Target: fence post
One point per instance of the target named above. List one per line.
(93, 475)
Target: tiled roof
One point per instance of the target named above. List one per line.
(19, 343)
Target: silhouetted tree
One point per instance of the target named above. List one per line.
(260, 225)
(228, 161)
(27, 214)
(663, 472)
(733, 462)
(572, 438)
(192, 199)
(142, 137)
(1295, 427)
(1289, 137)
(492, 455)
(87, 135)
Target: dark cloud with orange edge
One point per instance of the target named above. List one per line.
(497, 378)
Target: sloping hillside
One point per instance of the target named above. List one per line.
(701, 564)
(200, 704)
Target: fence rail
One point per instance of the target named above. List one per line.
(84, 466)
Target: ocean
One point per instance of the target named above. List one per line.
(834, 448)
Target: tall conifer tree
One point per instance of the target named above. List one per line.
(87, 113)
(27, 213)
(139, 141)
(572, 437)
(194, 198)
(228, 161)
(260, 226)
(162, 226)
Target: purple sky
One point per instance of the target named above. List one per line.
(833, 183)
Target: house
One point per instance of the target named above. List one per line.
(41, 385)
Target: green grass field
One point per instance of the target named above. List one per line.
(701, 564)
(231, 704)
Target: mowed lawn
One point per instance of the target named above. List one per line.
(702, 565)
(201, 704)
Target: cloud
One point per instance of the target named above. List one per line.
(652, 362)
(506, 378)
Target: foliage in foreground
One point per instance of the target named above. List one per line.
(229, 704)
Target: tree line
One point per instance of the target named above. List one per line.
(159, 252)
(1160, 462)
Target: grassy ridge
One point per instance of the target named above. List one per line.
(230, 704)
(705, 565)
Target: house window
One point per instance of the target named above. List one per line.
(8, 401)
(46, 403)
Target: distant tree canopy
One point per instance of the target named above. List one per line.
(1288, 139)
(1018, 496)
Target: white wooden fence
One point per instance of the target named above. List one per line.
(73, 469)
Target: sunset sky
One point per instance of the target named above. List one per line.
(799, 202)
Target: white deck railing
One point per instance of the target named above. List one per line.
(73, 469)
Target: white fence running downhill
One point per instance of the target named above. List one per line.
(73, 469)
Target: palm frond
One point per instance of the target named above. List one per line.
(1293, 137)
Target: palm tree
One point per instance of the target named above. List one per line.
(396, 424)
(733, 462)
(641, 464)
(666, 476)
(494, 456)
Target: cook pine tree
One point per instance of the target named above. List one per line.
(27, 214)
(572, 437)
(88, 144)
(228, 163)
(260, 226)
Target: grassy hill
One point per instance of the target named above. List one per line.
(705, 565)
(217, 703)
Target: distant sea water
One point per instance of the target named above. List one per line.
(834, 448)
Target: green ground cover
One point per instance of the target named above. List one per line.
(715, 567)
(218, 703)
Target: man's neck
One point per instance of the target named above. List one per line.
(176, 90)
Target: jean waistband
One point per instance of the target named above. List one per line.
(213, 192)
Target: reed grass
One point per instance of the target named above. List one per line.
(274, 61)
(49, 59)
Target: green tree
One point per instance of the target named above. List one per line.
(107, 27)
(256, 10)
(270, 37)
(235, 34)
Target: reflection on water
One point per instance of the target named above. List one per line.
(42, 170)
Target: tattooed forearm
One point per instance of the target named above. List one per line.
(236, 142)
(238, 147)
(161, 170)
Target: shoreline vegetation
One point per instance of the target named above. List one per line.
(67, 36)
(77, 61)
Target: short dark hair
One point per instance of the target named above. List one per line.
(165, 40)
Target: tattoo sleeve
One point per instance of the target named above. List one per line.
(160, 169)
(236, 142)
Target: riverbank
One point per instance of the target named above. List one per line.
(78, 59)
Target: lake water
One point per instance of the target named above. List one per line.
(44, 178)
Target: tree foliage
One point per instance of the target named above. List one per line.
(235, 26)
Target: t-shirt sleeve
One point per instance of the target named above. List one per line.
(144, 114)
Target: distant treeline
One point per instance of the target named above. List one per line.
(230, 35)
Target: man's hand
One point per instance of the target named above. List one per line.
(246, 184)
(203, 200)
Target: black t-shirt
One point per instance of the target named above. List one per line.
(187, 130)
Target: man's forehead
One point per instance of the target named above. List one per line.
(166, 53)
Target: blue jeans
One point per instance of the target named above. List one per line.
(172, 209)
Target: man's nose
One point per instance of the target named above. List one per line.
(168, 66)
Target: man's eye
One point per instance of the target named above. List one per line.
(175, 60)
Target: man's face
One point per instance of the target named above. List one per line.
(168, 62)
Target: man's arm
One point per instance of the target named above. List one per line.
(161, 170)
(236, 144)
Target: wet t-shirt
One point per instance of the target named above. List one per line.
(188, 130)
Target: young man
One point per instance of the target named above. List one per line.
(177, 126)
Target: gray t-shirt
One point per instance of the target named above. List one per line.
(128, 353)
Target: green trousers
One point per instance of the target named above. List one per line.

--------------------

(Written exercise) Your task is to transcribe the material exactly.

(Result of the exercise)
Target: fence post
One point per instance of the target named above. List one per line.
(93, 475)
Target: tiled roof
One point per instance of the target named above. List one per line.
(19, 343)
Target: silhouetted tree
One point per instance of the target named above. List one per line.
(260, 225)
(228, 161)
(27, 214)
(663, 472)
(733, 462)
(572, 438)
(192, 199)
(142, 137)
(1295, 427)
(1289, 137)
(492, 455)
(87, 135)
Target: dark cloud with orange edge
One point per instance of the target named above. List one per line.
(497, 378)
Target: sloping hillside
One point per instance of the target named above. List one per line.
(701, 564)
(200, 704)
Target: fence rail
One point per instance of the target named above. List one per line.
(84, 466)
Target: ocean
One point per instance of the target named above. List one per line.
(834, 448)
Target: tall conifer tree
One point per instance of the target named above. List one per line.
(87, 113)
(27, 213)
(139, 141)
(572, 437)
(194, 198)
(228, 161)
(260, 226)
(162, 226)
Target: purple sky
One point per instance of the target named above. List one per line.
(833, 183)
Target: house
One point per instance of the target named above. List one per line.
(41, 385)
Target: green grass field
One point per instance of the target named above. List one per line.
(701, 564)
(231, 704)
Target: mowed lawn
One point per instance of the target named above. List one per line.
(702, 565)
(201, 704)
Target: cloud
One point per instance of the target named above. List one per line.
(652, 362)
(506, 378)
Target: foliage in foreground
One point per instance of the target named above. List one per line.
(229, 704)
Target: tree line
One point per instance of the target named above. List one per line.
(159, 252)
(1160, 462)
Target: grassy ridge
One point per instance of the target named above. List one per line.
(230, 704)
(705, 565)
Target: house window
One point per instance of the target named above. List one per line.
(8, 401)
(46, 403)
Target: distant tree canopy
One point per instance of the target named above. List one per line.
(1288, 139)
(1018, 496)
Target: white wooden fence
One point per instance of the target named above. List one per line.
(73, 469)
Target: sunset sky
One point per instance of the target named above. List one per line.
(799, 202)
Target: white deck railing
One point per instance of the target named above. List one per line.
(73, 469)
Target: white fence running downhill
One point per instance of the target named above. List one per line.
(73, 469)
Target: palm frond
One point per instance of the target named above. List one per line.
(1293, 137)
Target: palm tree
One point per instance of the target named above. List one per line.
(396, 424)
(733, 462)
(641, 464)
(666, 476)
(494, 456)
Target: cook pine tree
One point per instance of the target named above. List one per line.
(27, 214)
(572, 437)
(88, 144)
(228, 163)
(260, 226)
Target: grassy hill
One point per instance of the target named above. List one per line.
(705, 565)
(217, 703)
Target: distant sea water
One point per instance of the target named above. List one per line.
(834, 448)
Target: green ground cover
One point per instance of the target named above. List one per line.
(715, 567)
(218, 703)
Target: man's neck
One point per instance of the target named above. List one per line.
(176, 90)
Target: jean waistband
One point per instance of the target named above. List one per line.
(213, 192)
Target: reed grass
One point per instance of the target named above. List one per line.
(274, 61)
(49, 59)
Target: green tree
One point per instance of the target named above. List one per line.
(107, 27)
(256, 10)
(270, 37)
(235, 34)
Target: reflection on water
One point per instance of the target named above. List one per line.
(42, 170)
Target: tattooed forearm
One point per instance of the target named above. List one per line.
(236, 142)
(238, 147)
(161, 170)
Target: shoreline vegetation
One point per instance of the target named above. List one per line.
(67, 36)
(77, 61)
Target: short dark hair
One point per instance of the target named above. List one per line.
(165, 40)
Target: tattoo sleeve
One point per instance of the target named above. List one per line.
(160, 169)
(236, 142)
Target: riverbank
One point per instance of the target named above. List one per line.
(78, 59)
Target: lake water
One point per instance of the target named above. List one per line.
(44, 178)
Target: tree foliage
One point per instance of the target named above. List one per line.
(235, 26)
Target: t-shirt sleeve
One point per instance of the target named above. List one per line.
(144, 114)
Target: distant treeline
One point per instance of the target named above. List one per line.
(230, 35)
Target: man's hand
One point per instance of the target named above. List one per line.
(246, 184)
(203, 200)
Target: black t-shirt
One point per instance of the target named above. List one per line.
(187, 130)
Target: man's forehead
One point per instance of the target named above. List one per line.
(166, 53)
Target: blue jeans
One point per instance of the target named above. List one per line.
(172, 209)
Target: man's nose
One point per instance of the target named above. List one per line.
(168, 66)
Target: man's eye
One point per instance of the target named above. List one per line.
(175, 60)
Target: man's face
One point per instance of the target named above. List one per line.
(168, 62)
Target: man's arm
One point per instance of the target named above. List one per line.
(161, 170)
(236, 144)
Target: wet t-shirt
One point per instance of the target named above. List one per line.
(188, 130)
Target: young man
One point per instance of the target named above. List one per line.
(177, 126)
Target: gray t-shirt
One point per instance of the target named above. List one per line.
(128, 353)
Target: green trousers
One point per instance of the target named above. List one per line.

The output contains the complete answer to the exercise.